Do this ->
Retype the material in full, keeping every word the same.

Collected data entries:
begin

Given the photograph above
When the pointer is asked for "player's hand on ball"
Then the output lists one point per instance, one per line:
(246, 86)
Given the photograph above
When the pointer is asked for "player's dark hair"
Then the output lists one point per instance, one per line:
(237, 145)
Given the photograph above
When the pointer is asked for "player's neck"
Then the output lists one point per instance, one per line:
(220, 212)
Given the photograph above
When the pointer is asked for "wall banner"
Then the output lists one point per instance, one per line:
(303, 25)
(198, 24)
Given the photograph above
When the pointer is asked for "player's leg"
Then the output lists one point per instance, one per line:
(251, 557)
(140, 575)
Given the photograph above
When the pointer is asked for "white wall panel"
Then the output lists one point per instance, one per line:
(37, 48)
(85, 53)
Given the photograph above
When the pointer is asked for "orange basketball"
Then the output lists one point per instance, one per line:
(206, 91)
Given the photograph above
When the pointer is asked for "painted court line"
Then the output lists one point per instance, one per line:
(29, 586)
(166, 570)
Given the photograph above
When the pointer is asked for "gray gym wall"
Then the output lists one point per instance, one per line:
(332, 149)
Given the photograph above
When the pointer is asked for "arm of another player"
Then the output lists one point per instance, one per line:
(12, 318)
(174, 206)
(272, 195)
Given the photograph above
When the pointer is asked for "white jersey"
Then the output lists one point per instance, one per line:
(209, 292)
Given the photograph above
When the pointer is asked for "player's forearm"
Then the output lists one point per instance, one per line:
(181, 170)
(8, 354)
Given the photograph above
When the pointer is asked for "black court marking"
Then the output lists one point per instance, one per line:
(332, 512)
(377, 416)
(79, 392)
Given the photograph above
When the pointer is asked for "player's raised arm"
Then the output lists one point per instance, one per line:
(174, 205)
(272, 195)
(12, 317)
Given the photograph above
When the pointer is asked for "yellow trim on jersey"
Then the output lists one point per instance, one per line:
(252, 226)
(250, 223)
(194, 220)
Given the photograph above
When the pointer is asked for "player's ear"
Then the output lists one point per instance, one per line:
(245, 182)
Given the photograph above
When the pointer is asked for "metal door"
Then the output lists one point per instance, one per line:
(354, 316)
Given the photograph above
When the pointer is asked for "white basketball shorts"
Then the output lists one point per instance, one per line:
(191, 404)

end

Response to the exercise ->
Given the photograph above
When the pointer is asked for "player's hand on ball"
Then the output lists one point per instance, one per line:
(246, 86)
Given the photograph above
When the pointer is asked for "player's dark hair"
Then the output lists one point per instance, one per line:
(237, 145)
Given the photograph above
When the pointer is asked for "player's neck"
Then the output lists one point per instance, one per line:
(220, 212)
Given the photograph above
When the pointer is asked for "wall banner"
Then the output lists one point per instance, one per line:
(303, 25)
(198, 24)
Given the photograph above
When the pointer is asked for "player's leg"
Then the output lists one point per instance, one per line:
(251, 557)
(140, 575)
Given the photograph above
When the pointer is asked for "white wall panel"
Then the output lists one point per instance, one per line:
(37, 48)
(85, 53)
Given the photograph above
When the pointer is asked for "orange basketball"
Then the output lists one point per instance, one per line:
(206, 91)
Given the photograph above
When the pointer is asked for "painted court line"
Then the output lists one point per instance, one per line:
(29, 586)
(166, 570)
Given the photograph above
When the pointer is asked for "gray gym wall"
Then the output lists one point per instance, one per line:
(332, 149)
Given the photograph above
When the pointer is asked for "arm of another player"
Then the output lists one point per instance, one per line:
(12, 318)
(174, 206)
(272, 195)
Given the photograph above
When the pointer is asked for "white jersey"
Then the output lists one point per instance, one per line:
(209, 292)
Given the photograph above
When the pointer is asked for "player's forearm"
Then the output lists one point per instance, one per line:
(181, 170)
(8, 354)
Given the photograph above
When the pointer is asked for "black court marking"
Then the output lists one point per instance, one per line:
(332, 512)
(377, 416)
(79, 392)
Given the photograph above
When the pointer is asked for "player's raised arm"
Then the output lists one point per instance, one per line:
(174, 205)
(272, 195)
(12, 317)
Given the photograph above
When the pointer is asked for "yellow trim on jersey"
Then the output lists one point per instance, one per line:
(252, 226)
(250, 223)
(194, 220)
Given the photograph above
When the pointer is asked for "player's ear"
Then the output lists one point per instance, one per line:
(245, 182)
Given the photograph above
When the pointer is asked for "metal door"
Then the output lists one point per instance, one per line:
(354, 316)
Given the photograph above
When the pointer is asked for "white basketball shorts"
Then the output lists one point per instance, one per line:
(191, 404)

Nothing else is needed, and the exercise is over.